Kurze Aufgabe 1: Zitiere aus dem Textauszug wörtlich die Stelle, die bei "Jury-Entscheidung bestätigt unsere" beginnt und bei "den verbindlichen Wettbewerbsunterlagen." endet.
Kurze Aufgabe 2: Wie hoch sind laut dem Textauszug die Preisgelder des Wettbewerbs insgesamt?
---- Textauszug
Jury-Entscheidung bestätigt unsere Warnungen
Verwaltung muss den Ratsbeschluss („nicht großflächige Bebauung“) jetzt klarstellen
Lippstadt, 10. September 2025
Die Jury des städtebaulichen Realisierungswettbewerbs hat einen Entwurf prämiert, der genau das Flächenprogramm umsetzt, vor dem die Bürgerinitiative „Freier Marktplatz“ seit Monaten gewarnt hat. Der Siegerentwurf orientiert sich – wie zu erwarten – exakt an den in der Auslobung geforderten Flächenverbräuchen. Die Grundrissdarstellung deckt sich mit dem von uns im Flyer visualisierten grauen Quader. Der Vorwurf „Fake News“ erweist sich damit als haltlos: Unsere Darstellung beruhte durchgehend auf den verbindlichen Wettbewerbsunterlagen.
Interne Vorarbeit der Verwaltung machte das Ergebnis absehbar
Bereits im Prozess der Ausgestaltung des Auslobungstextes hat die Verwaltung planerische Vorentwürfe gezeigt, deren Flächenansatz nahezu identisch mit dem nun gekürten Sieger ist. Vor diesem Hintergrund stellt sich die Frage, ob sich das aufwendige Verfahren – samt Preisgeldern in Höhe von insgesamt 204.000 Euro (1. Preis 81.500 €, 2. Preis 51.000 €, 3. Preis 30.500 €, Anerkennungen 41.000 €) – nicht weitgehend hätte vermeiden lassen.
--------
---- Bereitgestellte Daten
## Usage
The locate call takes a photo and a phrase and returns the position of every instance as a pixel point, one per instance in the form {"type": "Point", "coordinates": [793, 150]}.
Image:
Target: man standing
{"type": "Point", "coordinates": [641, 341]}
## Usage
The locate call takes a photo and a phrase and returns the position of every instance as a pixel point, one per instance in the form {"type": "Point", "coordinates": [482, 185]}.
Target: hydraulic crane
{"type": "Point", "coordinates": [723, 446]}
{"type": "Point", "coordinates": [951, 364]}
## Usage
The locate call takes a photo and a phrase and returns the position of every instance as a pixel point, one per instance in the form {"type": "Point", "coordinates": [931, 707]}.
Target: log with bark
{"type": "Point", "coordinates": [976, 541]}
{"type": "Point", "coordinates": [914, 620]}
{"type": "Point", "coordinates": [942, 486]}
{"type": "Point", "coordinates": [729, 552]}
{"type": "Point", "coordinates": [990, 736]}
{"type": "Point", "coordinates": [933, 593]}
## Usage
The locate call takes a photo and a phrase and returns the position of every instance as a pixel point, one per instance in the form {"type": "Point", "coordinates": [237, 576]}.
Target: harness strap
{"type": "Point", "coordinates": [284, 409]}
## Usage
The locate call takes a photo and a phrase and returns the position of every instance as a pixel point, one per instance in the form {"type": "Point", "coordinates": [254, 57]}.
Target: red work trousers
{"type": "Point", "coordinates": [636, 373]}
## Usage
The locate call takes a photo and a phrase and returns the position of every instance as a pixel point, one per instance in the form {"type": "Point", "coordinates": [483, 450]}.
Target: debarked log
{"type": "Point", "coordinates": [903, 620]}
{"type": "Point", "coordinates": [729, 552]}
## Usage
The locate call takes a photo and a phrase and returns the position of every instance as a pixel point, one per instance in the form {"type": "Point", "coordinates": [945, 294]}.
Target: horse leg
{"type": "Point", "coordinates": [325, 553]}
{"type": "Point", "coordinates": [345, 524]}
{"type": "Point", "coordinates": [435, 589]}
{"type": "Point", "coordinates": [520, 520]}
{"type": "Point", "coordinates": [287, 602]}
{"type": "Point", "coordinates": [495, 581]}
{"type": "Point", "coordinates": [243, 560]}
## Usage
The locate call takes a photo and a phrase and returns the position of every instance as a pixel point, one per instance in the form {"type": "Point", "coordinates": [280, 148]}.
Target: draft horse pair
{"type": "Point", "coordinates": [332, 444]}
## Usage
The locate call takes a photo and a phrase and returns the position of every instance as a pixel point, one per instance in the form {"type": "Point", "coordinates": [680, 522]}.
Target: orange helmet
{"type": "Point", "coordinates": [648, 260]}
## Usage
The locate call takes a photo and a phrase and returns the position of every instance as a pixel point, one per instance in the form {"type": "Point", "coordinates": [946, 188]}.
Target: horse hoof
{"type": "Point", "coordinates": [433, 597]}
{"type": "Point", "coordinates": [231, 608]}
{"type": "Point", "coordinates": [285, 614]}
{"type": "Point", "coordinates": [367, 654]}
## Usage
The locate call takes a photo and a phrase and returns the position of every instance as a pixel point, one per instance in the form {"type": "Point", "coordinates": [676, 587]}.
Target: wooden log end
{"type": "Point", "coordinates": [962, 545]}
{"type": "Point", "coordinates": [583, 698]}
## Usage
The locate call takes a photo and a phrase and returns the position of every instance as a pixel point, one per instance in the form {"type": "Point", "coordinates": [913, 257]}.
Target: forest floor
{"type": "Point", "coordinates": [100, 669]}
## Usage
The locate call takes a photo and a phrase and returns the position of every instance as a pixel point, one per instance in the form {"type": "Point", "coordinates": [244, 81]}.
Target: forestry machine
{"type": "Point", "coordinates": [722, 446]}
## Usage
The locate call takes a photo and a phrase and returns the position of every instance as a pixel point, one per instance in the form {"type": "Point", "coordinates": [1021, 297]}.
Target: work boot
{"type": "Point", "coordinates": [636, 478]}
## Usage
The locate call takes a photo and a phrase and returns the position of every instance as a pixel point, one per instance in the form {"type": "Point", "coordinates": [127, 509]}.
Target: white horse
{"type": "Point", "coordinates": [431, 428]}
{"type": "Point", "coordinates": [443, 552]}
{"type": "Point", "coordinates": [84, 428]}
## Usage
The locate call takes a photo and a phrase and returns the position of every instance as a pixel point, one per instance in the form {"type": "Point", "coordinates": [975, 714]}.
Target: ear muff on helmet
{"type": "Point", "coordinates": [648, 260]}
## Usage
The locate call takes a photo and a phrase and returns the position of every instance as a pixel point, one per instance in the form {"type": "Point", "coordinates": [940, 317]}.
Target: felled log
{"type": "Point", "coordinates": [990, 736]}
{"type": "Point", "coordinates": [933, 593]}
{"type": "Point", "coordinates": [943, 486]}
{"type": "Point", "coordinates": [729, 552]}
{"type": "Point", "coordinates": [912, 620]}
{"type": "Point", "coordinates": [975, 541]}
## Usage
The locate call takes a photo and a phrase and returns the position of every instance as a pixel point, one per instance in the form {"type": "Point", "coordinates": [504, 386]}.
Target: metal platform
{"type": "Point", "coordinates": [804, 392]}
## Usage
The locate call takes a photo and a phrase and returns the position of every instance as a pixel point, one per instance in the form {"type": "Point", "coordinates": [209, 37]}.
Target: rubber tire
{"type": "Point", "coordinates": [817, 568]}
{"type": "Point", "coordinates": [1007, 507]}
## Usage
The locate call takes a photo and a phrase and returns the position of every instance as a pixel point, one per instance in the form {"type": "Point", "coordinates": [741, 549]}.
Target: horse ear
--------
Richtige Antwort 1:
Jury-Entscheidung bestätigt unsere Warnungen
Verwaltung muss den Ratsbeschluss („nicht großflächige Bebauung“) jetzt klarstellen
Lippstadt, 10. September 2025
Die Jury des städtebaulichen Realisierungswettbewerbs hat einen Entwurf prämiert, der genau das Flächenprogramm umsetzt, vor dem die Bürgerinitiative „Freier Marktplatz“ seit Monaten gewarnt hat. Der Siegerentwurf orientiert sich – wie zu erwarten – exakt an den in der Auslobung geforderten Flächenverbräuchen. Die Grundrissdarstellung deckt sich mit dem von uns im Flyer visualisierten grauen Quader. Der Vorwurf „Fake News“ erweist sich damit als haltlos: Unsere Darstellung beruhte durchgehend auf den verbindlichen Wettbewerbsunterlagen.

Richtige Antwort 2: Die Preisgelder betragen insgesamt 204.000 Euro.